DIRECTIVE:
Can you reproduce the stretch of the listing from the line containing "and white jersey in the live frame." through the line containing "4, 30, 85, 70", swapping "jersey" for "sweater" and changing nothing else?

INFORMATION GIVEN:
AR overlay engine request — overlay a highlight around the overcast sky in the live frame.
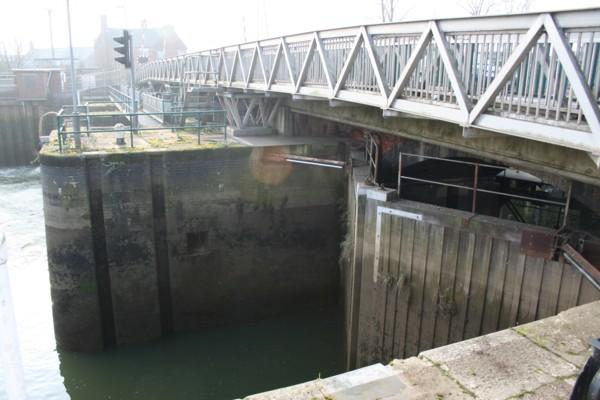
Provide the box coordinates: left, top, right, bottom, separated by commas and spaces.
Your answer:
0, 0, 600, 52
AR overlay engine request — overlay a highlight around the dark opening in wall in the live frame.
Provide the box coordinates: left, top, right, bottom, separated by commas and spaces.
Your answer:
186, 231, 208, 254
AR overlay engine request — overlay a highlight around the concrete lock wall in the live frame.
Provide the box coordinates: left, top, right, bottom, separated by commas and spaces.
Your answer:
40, 146, 345, 351
345, 170, 600, 368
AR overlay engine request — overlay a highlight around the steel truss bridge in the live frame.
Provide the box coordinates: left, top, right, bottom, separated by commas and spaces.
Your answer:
138, 9, 600, 167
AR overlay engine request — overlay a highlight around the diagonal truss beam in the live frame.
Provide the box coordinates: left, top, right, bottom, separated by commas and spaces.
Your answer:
544, 14, 600, 148
467, 15, 544, 125
387, 24, 433, 108
430, 21, 472, 122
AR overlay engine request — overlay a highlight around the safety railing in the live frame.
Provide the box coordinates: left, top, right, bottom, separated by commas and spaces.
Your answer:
138, 9, 600, 158
396, 152, 571, 227
108, 86, 133, 113
141, 93, 177, 122
0, 74, 17, 97
56, 107, 227, 152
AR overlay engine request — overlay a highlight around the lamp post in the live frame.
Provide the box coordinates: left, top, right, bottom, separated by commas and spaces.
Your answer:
66, 0, 81, 149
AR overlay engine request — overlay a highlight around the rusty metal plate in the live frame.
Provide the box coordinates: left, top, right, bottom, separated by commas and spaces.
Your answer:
521, 230, 556, 259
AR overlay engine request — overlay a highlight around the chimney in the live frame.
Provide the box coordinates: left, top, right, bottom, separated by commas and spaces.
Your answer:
100, 14, 108, 33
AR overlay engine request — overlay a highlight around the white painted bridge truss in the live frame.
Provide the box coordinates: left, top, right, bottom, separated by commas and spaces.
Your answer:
138, 9, 600, 165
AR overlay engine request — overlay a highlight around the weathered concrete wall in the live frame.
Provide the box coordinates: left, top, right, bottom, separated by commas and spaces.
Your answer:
40, 146, 345, 350
0, 101, 51, 167
346, 173, 600, 368
244, 302, 600, 400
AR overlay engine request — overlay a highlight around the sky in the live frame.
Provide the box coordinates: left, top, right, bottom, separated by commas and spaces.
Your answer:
0, 0, 600, 53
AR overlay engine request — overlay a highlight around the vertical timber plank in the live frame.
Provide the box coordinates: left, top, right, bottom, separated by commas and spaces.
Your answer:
537, 260, 564, 319
383, 216, 402, 360
450, 231, 475, 343
557, 260, 583, 312
498, 242, 525, 329
405, 221, 430, 357
371, 214, 393, 362
419, 225, 445, 352
394, 219, 416, 358
464, 233, 493, 339
433, 228, 460, 347
517, 257, 544, 324
481, 239, 508, 335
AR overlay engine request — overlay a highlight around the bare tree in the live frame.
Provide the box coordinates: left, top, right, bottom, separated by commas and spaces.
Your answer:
465, 0, 496, 16
380, 0, 398, 22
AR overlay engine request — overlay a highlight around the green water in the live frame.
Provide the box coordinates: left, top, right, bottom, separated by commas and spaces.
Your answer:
0, 168, 343, 400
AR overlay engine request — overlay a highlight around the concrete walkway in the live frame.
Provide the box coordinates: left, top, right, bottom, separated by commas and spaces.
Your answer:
246, 302, 600, 400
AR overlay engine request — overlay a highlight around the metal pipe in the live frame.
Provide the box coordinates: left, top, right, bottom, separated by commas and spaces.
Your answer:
66, 0, 81, 149
561, 181, 573, 229
471, 164, 479, 214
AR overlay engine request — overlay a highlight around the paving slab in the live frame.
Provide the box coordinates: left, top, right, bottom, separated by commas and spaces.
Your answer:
420, 329, 578, 400
513, 301, 600, 368
386, 357, 474, 400
518, 379, 575, 400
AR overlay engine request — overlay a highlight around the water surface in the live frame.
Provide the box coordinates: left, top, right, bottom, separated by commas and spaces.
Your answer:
0, 167, 343, 400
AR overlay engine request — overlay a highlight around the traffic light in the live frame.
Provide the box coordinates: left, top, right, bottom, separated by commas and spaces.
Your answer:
113, 30, 131, 68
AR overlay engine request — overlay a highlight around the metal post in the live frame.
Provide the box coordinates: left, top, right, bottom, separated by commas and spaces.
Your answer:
129, 52, 138, 131
198, 112, 201, 144
560, 181, 573, 229
129, 113, 133, 147
46, 8, 56, 62
471, 164, 479, 214
66, 0, 81, 149
397, 153, 402, 198
56, 117, 62, 153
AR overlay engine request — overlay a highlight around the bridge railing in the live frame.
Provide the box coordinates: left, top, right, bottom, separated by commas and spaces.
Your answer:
51, 106, 227, 153
0, 74, 17, 98
108, 86, 133, 113
138, 9, 600, 161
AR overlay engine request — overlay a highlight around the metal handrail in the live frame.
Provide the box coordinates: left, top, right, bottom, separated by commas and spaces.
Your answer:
56, 109, 227, 152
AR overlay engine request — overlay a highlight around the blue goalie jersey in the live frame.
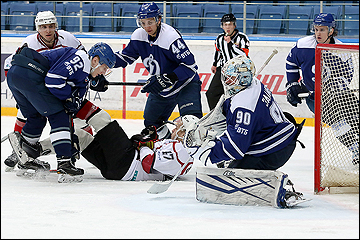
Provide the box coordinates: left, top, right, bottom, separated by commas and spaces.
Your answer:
40, 47, 91, 100
115, 23, 200, 97
209, 78, 297, 163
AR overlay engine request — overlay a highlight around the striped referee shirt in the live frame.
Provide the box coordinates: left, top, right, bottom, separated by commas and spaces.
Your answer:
213, 29, 250, 67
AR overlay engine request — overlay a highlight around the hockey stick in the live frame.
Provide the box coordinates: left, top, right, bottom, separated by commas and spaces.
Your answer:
1, 134, 9, 143
147, 156, 192, 194
255, 49, 278, 77
109, 82, 146, 86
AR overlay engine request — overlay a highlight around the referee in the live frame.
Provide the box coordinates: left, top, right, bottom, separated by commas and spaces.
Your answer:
206, 13, 250, 110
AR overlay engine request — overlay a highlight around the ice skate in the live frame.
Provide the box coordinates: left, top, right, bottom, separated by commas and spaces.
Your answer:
57, 160, 84, 183
4, 151, 19, 172
9, 132, 29, 163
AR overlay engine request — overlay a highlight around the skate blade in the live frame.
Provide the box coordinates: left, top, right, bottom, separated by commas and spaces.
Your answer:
286, 198, 312, 208
58, 173, 83, 183
16, 169, 50, 179
5, 167, 15, 172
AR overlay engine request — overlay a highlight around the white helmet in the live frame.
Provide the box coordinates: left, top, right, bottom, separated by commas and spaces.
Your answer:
221, 55, 255, 98
35, 11, 58, 31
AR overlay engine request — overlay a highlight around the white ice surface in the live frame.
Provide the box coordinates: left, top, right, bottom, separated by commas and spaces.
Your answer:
1, 117, 359, 239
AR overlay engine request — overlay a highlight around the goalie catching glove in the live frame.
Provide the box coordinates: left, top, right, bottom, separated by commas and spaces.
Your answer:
89, 74, 109, 92
141, 73, 179, 94
130, 126, 159, 150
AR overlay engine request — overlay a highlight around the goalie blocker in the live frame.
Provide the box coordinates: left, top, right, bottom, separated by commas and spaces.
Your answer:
196, 167, 307, 208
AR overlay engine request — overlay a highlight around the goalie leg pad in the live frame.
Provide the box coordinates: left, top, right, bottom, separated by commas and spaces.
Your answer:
196, 167, 287, 208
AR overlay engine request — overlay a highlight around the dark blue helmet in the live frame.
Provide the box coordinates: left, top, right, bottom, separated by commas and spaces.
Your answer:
312, 13, 336, 31
88, 42, 116, 68
137, 2, 161, 19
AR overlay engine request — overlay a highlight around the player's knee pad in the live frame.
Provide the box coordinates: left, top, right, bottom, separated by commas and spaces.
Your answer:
157, 124, 171, 139
87, 109, 111, 132
75, 128, 94, 150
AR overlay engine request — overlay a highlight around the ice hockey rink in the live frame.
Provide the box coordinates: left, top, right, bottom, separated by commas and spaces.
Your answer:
1, 116, 359, 239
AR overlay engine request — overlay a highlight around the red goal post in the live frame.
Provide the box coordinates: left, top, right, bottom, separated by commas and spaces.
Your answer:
314, 44, 359, 194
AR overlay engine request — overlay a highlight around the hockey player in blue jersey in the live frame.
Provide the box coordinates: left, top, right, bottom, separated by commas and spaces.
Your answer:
286, 13, 341, 113
7, 43, 115, 180
286, 13, 359, 164
193, 56, 303, 170
115, 2, 202, 139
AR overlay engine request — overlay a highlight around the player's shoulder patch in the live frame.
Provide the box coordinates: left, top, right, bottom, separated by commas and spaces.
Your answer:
297, 35, 316, 48
230, 78, 261, 112
75, 50, 91, 74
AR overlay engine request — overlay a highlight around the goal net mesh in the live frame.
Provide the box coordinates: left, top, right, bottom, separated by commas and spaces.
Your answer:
315, 43, 359, 192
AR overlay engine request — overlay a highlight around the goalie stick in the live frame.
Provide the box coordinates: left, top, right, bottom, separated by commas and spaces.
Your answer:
147, 156, 192, 194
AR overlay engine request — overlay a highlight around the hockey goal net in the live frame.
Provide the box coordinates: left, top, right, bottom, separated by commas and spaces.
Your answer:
314, 44, 359, 193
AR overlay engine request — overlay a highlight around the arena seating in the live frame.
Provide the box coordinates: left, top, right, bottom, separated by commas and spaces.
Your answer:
286, 5, 314, 35
9, 2, 36, 31
1, 1, 359, 36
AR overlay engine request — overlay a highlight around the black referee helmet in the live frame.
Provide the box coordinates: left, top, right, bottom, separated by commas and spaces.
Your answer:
221, 13, 236, 25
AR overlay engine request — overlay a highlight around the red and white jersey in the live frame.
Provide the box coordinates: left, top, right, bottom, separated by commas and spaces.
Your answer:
121, 139, 194, 181
4, 30, 85, 70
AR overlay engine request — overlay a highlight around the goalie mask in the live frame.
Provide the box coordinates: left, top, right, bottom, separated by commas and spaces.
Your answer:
221, 56, 255, 98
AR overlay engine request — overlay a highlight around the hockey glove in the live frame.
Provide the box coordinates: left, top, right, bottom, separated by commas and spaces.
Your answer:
89, 74, 109, 92
63, 89, 82, 115
141, 73, 178, 94
286, 82, 303, 107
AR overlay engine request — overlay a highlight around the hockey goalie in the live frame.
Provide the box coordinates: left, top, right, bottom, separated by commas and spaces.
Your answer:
183, 56, 306, 208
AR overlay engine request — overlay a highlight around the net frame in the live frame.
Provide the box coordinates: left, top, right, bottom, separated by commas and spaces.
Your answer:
314, 44, 359, 194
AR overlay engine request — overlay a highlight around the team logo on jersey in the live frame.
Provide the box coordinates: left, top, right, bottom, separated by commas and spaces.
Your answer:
143, 54, 160, 75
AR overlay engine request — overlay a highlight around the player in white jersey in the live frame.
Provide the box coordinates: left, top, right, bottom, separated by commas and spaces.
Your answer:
4, 11, 92, 169
37, 100, 193, 181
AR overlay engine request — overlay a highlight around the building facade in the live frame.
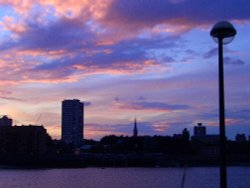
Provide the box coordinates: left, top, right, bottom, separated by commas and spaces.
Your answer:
194, 123, 207, 137
62, 99, 84, 147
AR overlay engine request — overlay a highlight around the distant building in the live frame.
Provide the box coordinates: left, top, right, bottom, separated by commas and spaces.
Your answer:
192, 123, 220, 143
62, 99, 84, 147
182, 128, 190, 141
133, 118, 138, 137
235, 134, 247, 142
194, 123, 206, 137
0, 115, 12, 127
0, 125, 50, 155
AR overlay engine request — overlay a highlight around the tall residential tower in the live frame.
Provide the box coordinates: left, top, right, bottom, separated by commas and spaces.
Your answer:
62, 99, 84, 147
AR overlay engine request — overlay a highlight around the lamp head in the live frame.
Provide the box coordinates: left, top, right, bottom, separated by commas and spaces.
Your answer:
210, 21, 236, 44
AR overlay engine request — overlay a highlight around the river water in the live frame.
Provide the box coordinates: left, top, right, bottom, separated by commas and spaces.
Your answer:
0, 167, 250, 188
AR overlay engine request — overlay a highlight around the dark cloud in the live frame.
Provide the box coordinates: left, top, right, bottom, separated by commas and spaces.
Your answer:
34, 33, 176, 73
103, 0, 250, 29
115, 100, 191, 111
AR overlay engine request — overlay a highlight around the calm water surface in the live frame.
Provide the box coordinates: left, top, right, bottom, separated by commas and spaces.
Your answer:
0, 167, 250, 188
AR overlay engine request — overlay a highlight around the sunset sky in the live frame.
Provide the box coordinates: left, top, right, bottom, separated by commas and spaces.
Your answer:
0, 0, 250, 139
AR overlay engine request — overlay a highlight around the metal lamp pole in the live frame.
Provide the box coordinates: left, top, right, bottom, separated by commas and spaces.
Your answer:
210, 21, 236, 188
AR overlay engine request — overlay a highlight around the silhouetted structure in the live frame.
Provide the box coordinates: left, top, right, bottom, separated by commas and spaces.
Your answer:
0, 115, 12, 127
194, 123, 206, 137
192, 123, 220, 144
235, 134, 247, 142
133, 118, 138, 137
0, 125, 49, 156
62, 99, 84, 147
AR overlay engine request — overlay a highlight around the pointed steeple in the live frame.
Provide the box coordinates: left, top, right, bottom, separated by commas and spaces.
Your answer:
133, 118, 138, 137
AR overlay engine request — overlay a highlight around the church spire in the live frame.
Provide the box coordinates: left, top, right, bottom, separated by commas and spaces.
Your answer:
133, 118, 138, 137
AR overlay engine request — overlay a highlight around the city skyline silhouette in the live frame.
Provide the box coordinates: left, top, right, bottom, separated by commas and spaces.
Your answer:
0, 0, 250, 139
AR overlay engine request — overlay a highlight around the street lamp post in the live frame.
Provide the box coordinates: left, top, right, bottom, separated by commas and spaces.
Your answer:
210, 21, 236, 188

RESPONSE TO THE EXERCISE:
AR overlay engine request — overlay a highlight around the red and white sweater in the live frame.
Provide the box coordinates: left, top, right, bottom, separated by commas and spaces.
Your answer:
121, 139, 194, 181
4, 30, 85, 70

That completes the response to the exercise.